Stated problem> Identify every line of the records that contains the word "skin" and copy each one.

Data to use>

(begin)

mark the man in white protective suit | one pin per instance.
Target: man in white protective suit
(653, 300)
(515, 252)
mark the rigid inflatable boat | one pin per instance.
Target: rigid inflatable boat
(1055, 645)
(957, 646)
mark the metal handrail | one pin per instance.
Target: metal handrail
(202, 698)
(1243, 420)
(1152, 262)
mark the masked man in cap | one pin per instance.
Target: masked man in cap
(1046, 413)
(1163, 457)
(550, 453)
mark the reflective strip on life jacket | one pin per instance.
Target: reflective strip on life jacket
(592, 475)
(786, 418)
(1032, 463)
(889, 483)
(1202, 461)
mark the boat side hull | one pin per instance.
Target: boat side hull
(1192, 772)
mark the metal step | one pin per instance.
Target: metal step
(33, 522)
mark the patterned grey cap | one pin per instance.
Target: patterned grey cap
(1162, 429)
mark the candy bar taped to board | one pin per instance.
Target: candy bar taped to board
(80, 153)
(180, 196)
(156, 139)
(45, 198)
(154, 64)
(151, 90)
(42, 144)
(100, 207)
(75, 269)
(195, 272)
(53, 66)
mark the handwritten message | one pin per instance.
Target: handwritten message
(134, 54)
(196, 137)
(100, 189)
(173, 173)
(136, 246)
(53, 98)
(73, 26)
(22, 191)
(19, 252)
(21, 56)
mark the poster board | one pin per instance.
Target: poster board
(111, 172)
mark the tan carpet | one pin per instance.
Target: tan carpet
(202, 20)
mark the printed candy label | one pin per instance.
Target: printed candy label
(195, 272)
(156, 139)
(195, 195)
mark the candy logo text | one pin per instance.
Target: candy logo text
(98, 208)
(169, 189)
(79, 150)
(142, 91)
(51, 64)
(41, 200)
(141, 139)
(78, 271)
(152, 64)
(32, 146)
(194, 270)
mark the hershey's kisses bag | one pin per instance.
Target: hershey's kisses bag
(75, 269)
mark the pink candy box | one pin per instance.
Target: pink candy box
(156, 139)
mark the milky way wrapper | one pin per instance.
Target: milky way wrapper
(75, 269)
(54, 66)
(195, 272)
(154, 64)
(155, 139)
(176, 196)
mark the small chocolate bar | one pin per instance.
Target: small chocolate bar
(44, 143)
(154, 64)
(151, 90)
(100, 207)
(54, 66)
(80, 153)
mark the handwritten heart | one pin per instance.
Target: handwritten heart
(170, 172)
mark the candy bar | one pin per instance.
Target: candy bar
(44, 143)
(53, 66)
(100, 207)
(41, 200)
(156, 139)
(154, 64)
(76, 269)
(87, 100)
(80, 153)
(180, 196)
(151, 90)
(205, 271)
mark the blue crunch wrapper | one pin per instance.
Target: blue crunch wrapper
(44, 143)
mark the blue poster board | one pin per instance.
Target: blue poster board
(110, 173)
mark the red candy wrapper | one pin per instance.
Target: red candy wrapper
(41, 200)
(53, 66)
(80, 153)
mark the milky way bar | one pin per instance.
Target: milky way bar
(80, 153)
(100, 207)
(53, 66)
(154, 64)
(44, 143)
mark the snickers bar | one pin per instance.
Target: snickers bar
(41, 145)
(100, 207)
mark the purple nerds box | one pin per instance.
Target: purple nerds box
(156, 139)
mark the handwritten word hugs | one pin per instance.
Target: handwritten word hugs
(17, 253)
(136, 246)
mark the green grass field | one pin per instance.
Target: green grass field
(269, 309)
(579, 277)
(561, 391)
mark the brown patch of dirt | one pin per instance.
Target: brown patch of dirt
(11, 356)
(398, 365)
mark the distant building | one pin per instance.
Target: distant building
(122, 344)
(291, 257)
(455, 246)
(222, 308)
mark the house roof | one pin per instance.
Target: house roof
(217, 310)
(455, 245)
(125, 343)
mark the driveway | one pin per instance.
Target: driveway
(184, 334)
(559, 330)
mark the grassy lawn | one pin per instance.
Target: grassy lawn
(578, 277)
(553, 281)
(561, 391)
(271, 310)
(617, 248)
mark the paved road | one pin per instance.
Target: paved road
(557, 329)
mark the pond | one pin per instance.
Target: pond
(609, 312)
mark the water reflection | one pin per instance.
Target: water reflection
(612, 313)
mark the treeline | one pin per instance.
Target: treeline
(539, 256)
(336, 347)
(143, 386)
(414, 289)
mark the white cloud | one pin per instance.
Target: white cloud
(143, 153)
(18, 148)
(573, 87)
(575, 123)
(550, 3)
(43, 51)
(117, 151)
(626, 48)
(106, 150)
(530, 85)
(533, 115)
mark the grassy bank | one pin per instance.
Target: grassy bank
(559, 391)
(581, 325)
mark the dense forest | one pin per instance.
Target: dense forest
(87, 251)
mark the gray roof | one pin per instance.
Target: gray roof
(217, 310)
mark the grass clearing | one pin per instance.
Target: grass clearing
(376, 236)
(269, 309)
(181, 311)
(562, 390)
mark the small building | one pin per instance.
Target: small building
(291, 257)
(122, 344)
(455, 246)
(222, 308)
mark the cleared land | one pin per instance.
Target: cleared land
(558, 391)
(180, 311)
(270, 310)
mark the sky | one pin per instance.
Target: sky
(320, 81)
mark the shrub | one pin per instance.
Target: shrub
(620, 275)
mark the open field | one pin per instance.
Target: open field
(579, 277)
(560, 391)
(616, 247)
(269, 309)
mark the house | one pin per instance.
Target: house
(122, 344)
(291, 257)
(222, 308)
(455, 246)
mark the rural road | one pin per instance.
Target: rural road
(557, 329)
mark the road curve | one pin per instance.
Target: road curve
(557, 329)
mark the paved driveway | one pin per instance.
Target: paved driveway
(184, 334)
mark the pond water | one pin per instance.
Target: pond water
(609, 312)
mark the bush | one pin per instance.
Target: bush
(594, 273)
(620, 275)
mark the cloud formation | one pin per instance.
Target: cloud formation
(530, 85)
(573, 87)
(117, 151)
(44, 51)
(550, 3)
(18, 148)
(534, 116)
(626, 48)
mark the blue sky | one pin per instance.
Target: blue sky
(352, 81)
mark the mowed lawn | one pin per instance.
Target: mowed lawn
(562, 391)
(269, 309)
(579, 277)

(end)
(begin)

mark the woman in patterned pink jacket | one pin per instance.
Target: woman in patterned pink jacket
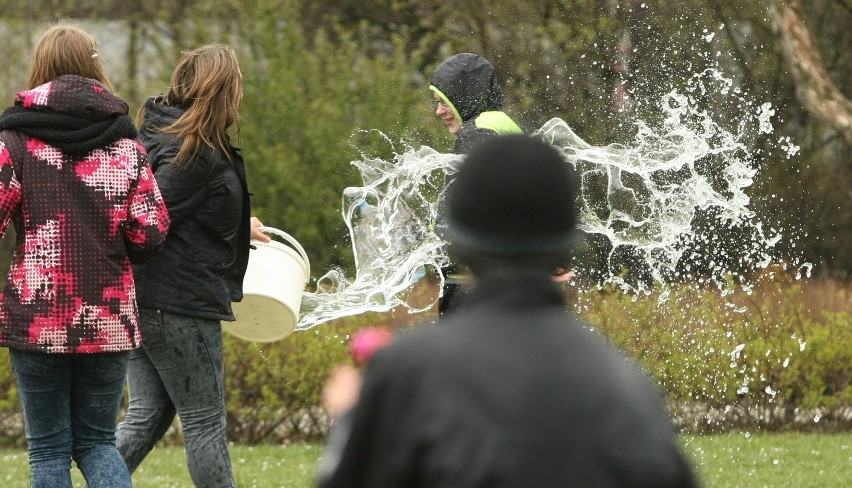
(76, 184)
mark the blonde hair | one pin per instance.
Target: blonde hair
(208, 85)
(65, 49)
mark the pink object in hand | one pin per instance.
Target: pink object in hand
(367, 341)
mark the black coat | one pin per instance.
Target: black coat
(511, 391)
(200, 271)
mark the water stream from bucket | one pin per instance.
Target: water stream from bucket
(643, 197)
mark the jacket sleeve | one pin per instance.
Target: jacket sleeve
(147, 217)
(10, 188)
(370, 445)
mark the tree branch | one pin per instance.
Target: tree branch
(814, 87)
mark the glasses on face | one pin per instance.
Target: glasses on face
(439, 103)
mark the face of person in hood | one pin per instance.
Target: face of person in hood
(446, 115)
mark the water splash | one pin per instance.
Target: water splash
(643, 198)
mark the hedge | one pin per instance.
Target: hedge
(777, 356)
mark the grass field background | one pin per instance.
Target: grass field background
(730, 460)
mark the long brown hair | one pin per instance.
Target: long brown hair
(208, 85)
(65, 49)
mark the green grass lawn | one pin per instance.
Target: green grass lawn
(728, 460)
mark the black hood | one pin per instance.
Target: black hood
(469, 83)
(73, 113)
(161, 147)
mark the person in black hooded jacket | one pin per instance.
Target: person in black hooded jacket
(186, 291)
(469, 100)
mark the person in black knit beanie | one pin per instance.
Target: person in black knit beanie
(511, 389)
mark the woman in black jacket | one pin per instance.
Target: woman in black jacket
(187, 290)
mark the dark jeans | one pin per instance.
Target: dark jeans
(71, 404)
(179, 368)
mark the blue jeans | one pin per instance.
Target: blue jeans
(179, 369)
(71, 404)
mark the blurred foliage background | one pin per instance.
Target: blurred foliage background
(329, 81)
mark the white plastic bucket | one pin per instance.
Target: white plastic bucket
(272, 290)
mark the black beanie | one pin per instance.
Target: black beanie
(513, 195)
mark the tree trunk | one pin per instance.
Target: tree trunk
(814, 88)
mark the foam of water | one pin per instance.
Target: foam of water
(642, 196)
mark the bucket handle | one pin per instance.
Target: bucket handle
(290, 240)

(end)
(begin)

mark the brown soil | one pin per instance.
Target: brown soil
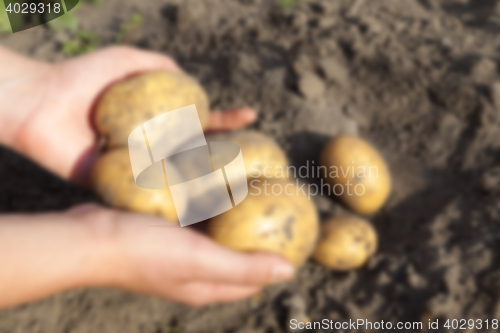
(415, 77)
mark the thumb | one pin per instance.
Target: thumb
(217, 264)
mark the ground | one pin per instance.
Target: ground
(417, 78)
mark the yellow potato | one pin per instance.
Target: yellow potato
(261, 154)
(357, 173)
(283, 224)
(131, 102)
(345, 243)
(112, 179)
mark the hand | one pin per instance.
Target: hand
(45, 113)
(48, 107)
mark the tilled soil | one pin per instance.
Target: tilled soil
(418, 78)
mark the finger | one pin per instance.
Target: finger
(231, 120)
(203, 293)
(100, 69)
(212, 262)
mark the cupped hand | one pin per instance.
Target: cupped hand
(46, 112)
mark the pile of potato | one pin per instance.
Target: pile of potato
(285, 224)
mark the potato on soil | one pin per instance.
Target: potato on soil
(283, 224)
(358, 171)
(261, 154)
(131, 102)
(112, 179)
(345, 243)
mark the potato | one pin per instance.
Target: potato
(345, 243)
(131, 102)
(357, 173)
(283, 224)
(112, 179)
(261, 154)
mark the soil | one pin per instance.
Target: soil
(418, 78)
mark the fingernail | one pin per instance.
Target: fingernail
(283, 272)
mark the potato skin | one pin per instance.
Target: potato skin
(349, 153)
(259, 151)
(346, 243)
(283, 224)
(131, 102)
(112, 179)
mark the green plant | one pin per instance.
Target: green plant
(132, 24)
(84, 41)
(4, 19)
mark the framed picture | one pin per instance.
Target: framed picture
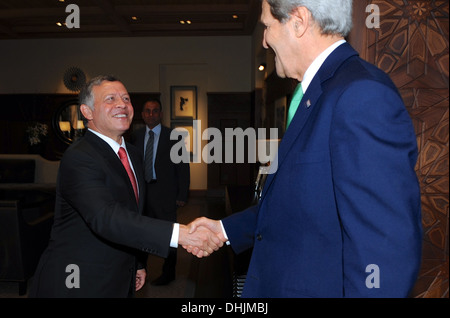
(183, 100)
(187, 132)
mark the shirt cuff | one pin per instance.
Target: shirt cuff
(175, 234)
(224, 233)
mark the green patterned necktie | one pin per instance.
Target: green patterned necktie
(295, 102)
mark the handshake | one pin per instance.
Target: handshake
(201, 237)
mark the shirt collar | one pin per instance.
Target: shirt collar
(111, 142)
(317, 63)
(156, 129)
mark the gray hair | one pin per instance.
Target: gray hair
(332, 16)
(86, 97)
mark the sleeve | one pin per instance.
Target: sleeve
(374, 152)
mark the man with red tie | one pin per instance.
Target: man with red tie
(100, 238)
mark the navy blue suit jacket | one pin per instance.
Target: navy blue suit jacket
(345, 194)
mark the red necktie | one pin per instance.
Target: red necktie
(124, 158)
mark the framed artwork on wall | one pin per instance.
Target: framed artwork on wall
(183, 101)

(end)

Exercise response>
mark the potato skin | one pin per instance.
Target: potato skin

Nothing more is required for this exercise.